*Your objective*: Skip the pictures. Repeat everything else in the records word for word.

*Given records*:
━━━━━━━━━━

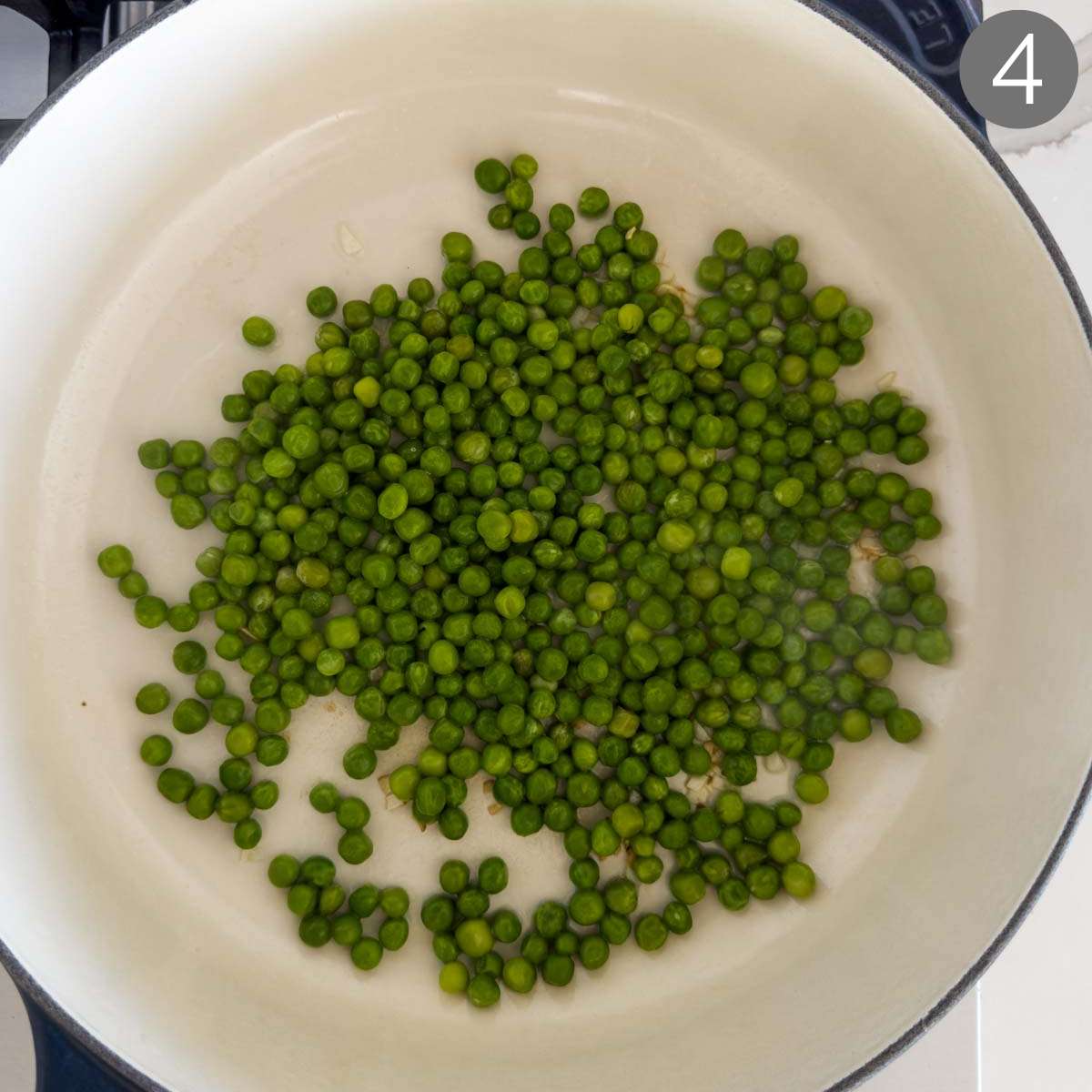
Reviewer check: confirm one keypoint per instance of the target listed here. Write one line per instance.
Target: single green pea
(258, 331)
(153, 698)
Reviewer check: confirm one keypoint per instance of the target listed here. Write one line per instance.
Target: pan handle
(64, 1065)
(929, 35)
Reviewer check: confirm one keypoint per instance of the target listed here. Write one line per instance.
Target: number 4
(1029, 82)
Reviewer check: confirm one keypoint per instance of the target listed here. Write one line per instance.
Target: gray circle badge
(1019, 69)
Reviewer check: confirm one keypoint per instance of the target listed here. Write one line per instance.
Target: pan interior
(247, 152)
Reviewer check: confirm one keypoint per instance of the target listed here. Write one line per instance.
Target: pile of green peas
(600, 544)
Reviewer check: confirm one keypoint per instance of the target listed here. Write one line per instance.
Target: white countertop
(1025, 1029)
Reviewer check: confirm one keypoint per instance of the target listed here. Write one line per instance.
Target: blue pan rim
(31, 987)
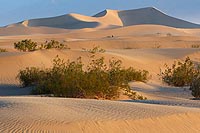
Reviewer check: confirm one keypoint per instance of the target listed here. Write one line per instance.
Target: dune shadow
(13, 90)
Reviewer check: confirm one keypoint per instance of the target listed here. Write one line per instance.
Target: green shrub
(2, 50)
(26, 45)
(180, 74)
(53, 44)
(95, 49)
(29, 45)
(69, 79)
(195, 87)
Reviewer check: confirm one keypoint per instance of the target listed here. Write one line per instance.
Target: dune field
(145, 44)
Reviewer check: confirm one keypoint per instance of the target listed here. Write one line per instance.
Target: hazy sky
(12, 11)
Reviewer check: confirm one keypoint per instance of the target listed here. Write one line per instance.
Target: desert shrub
(53, 44)
(2, 50)
(69, 79)
(26, 45)
(181, 73)
(195, 87)
(29, 45)
(95, 49)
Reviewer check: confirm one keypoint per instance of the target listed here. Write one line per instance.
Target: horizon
(25, 10)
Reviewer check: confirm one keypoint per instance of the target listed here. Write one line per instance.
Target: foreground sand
(168, 109)
(36, 114)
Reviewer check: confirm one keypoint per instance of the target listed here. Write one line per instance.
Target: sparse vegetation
(195, 87)
(184, 74)
(26, 45)
(29, 45)
(180, 74)
(95, 49)
(3, 50)
(69, 79)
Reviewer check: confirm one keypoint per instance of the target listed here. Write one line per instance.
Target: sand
(28, 114)
(144, 46)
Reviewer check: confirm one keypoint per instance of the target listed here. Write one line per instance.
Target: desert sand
(145, 46)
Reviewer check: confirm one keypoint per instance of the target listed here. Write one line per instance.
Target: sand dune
(144, 39)
(73, 115)
(148, 15)
(107, 19)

━━━━━━━━━━

*Written response*:
Reviewer check: confirm one keypoint per instance of the target listed here. Write one line per instance.
Target: single green pea
(258, 331)
(153, 698)
Reviewer check: confirm one keypoint per instance of the target listed here. Write one line per instance.
Target: pan handle
(64, 1065)
(929, 35)
Reviewer check: confirm one keypoint per instance of the target listed here. Write one line per instance.
Target: number 4
(1029, 82)
Reviewer check: confirm one keypoint per instance of the target listed here. Write one line per instance.
Target: gray circle badge
(1019, 69)
Reviewer check: confirm one keypoint per instance of the target listed here. Write one line per instance.
Target: pan interior
(247, 152)
Reviewer check: confirm one keypoint per instance of the target listed here. Write one line per instance.
Target: pile of green peas
(600, 544)
Reviewer check: confirm one keypoint per instance of the target listed here. Write one line per instance.
Target: white countertop
(1025, 1029)
Reviewer check: confirm one keypoint per instance of the target listed here. Write one line per instance.
Target: blue pan rim
(31, 987)
Reviewer check: confirm one keypoint per instance of the target listed here. Write one line per instance.
Target: dune shadow
(13, 90)
Reviewer check: confirm one keypoint per instance of the target listed here. Write one line per instance.
Target: green shrub
(2, 50)
(26, 45)
(180, 74)
(53, 44)
(95, 49)
(29, 45)
(69, 79)
(195, 87)
Reviewer check: confirm one keypoint per instance of the target listed here. Write one line per instance.
Target: dune field
(145, 44)
Reviewer check: confirm one keypoint per instance of the target listed here. Write one line per instance.
Target: hazy sky
(12, 11)
Reviewer check: confirm one keypoint per instance of the target listed here. Write one line per instance.
Target: desert shrub
(53, 44)
(2, 50)
(69, 79)
(26, 45)
(181, 73)
(195, 87)
(29, 45)
(95, 49)
Reviewer check: confirm one keypoint per instance of the target listed here. Write one line per instance.
Target: horizon
(25, 10)
Reviewer check: confirm one keypoint per instance of the target listed here. Write one line per instance.
Target: foreground sand
(168, 109)
(36, 114)
Reviewer check: confirm one keypoint per instance of the target listed here. Write one line per instance.
Target: sparse vegetation
(195, 87)
(184, 74)
(26, 45)
(29, 45)
(180, 74)
(95, 49)
(3, 50)
(69, 79)
Reviewer check: confirm one keypoint per instance of the target listed here. Write one line per instance.
Target: sand
(28, 114)
(144, 46)
Reviewer check: confirm one keypoint per instance of the target listed here. Write one line per instance.
Target: desert sand
(145, 46)
Reviewer check: confirm one keypoint per instance of the target listed here. Write one line per instance.
Target: sand dune
(144, 39)
(73, 115)
(148, 15)
(107, 19)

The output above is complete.